Pull out each line from the rows below that contains the string "terracotta".

Point annotation records

* * * * * * *

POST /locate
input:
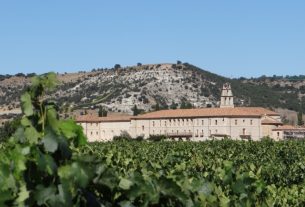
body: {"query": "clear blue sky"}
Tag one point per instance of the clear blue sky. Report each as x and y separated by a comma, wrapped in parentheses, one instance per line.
(228, 37)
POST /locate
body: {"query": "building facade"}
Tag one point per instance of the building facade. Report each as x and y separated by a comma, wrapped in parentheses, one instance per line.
(250, 123)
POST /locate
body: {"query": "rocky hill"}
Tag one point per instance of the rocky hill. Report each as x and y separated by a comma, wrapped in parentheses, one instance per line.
(157, 86)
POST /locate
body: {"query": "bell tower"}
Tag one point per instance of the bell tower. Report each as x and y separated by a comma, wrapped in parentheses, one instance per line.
(226, 100)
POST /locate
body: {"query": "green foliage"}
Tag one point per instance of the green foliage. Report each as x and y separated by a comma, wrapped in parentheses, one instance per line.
(47, 162)
(37, 166)
(300, 118)
(9, 127)
(212, 173)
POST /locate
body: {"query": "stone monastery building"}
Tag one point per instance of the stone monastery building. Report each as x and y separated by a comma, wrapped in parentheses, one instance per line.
(192, 124)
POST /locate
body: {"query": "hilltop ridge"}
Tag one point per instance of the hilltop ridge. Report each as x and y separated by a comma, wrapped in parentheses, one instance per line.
(157, 86)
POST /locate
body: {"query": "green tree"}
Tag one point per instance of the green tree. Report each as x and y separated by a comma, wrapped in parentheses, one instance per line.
(9, 127)
(37, 166)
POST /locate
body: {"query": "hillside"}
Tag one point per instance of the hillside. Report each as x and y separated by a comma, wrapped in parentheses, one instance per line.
(157, 86)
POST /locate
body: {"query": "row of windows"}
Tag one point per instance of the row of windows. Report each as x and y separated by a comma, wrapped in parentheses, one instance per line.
(181, 122)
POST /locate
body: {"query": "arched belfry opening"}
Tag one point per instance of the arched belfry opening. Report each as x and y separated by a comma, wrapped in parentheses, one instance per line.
(227, 99)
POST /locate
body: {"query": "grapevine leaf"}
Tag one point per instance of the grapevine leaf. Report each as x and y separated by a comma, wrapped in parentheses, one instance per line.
(52, 119)
(50, 142)
(125, 184)
(26, 104)
(43, 194)
(22, 195)
(32, 135)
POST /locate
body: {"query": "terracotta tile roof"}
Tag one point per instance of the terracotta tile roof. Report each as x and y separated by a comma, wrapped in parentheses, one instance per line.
(270, 121)
(289, 127)
(208, 112)
(92, 118)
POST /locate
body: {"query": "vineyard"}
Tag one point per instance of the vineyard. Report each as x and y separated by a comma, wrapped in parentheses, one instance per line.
(47, 162)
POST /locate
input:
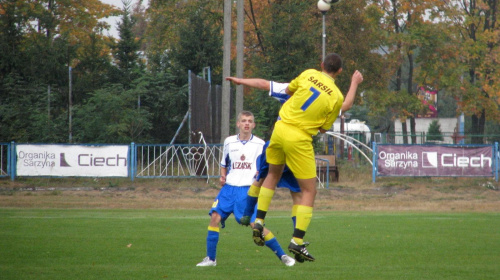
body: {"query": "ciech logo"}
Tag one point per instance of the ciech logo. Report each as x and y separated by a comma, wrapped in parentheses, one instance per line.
(432, 160)
(91, 160)
(399, 160)
(42, 159)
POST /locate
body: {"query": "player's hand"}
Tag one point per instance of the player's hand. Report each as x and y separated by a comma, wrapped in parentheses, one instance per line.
(234, 80)
(357, 77)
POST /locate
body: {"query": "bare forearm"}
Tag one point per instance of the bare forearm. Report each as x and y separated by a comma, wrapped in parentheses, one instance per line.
(357, 78)
(251, 82)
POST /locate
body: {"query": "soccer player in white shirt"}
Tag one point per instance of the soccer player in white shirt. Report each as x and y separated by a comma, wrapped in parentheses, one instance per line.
(238, 167)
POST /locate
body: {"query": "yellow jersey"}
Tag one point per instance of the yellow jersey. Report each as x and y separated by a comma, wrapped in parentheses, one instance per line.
(315, 103)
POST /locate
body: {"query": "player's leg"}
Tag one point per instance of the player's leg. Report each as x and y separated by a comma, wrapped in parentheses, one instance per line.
(272, 243)
(221, 209)
(300, 160)
(265, 196)
(296, 197)
(212, 241)
(253, 196)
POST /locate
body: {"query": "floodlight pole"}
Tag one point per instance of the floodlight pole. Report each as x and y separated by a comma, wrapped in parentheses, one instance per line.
(324, 36)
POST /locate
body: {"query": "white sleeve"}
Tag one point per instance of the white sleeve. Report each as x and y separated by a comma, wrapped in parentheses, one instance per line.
(278, 91)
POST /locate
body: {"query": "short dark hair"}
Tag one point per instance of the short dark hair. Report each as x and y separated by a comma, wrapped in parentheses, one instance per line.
(246, 114)
(332, 63)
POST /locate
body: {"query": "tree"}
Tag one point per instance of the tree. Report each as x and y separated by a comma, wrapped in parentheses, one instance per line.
(434, 131)
(126, 50)
(468, 63)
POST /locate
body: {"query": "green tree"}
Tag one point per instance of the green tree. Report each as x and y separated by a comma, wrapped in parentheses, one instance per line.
(110, 115)
(434, 131)
(467, 63)
(126, 50)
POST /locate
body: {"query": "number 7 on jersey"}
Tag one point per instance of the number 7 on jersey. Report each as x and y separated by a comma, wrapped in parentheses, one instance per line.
(310, 100)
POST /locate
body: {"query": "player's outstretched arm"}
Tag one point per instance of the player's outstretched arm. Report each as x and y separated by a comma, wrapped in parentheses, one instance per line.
(255, 83)
(356, 79)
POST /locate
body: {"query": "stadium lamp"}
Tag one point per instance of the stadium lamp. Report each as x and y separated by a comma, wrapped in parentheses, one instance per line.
(323, 7)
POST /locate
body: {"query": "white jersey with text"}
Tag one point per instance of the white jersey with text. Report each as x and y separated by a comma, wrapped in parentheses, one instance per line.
(239, 157)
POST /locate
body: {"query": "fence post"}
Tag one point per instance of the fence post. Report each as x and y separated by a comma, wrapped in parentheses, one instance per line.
(374, 161)
(497, 161)
(132, 161)
(12, 158)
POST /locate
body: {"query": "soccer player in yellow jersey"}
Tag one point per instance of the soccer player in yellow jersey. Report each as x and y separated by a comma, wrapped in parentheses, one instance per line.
(314, 105)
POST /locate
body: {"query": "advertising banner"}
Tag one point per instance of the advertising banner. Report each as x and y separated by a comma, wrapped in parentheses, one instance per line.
(72, 160)
(428, 160)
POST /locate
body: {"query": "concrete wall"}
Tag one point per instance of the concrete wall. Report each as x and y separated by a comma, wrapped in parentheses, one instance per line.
(448, 126)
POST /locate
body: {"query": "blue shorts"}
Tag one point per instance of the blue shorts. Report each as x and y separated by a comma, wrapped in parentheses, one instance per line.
(287, 180)
(230, 200)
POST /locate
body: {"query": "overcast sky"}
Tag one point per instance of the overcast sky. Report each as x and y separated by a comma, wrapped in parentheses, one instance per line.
(113, 20)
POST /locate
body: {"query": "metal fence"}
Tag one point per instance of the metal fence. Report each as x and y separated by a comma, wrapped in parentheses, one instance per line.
(177, 161)
(4, 159)
(191, 161)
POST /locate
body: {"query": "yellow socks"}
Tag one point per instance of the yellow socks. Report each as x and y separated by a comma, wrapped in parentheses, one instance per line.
(254, 191)
(265, 197)
(304, 215)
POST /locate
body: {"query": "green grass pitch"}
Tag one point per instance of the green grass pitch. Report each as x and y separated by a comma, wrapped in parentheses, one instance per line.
(167, 244)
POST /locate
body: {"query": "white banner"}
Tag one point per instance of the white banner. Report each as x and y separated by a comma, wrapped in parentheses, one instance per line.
(72, 160)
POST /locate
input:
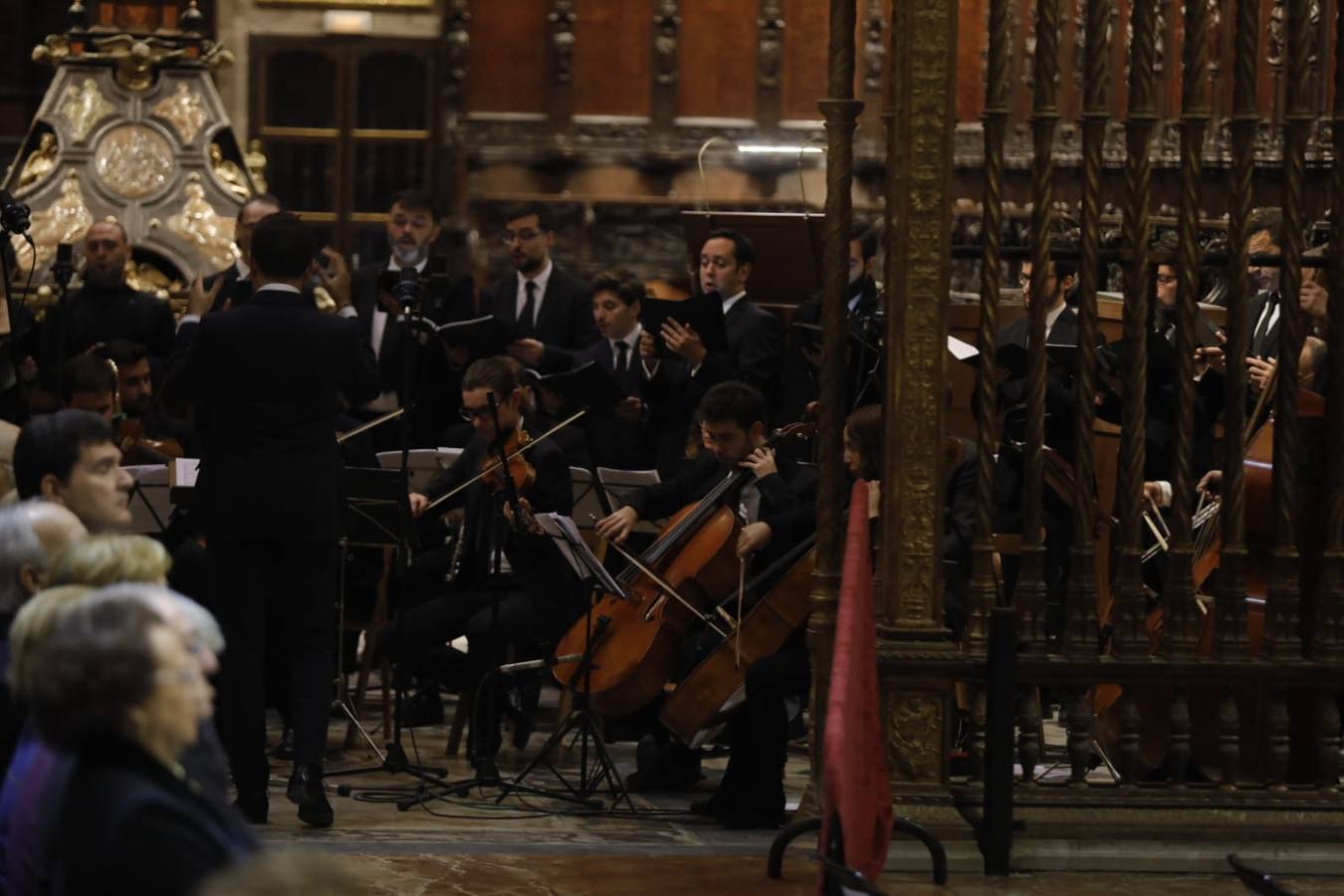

* * * * * * *

Exercise answer >>
body: {"query": "terracotta tile roof"}
Tag one point per instance of the terracotta tile roof. Report each as x and y separated by a comma, wrapped in parentheses, one instance per line.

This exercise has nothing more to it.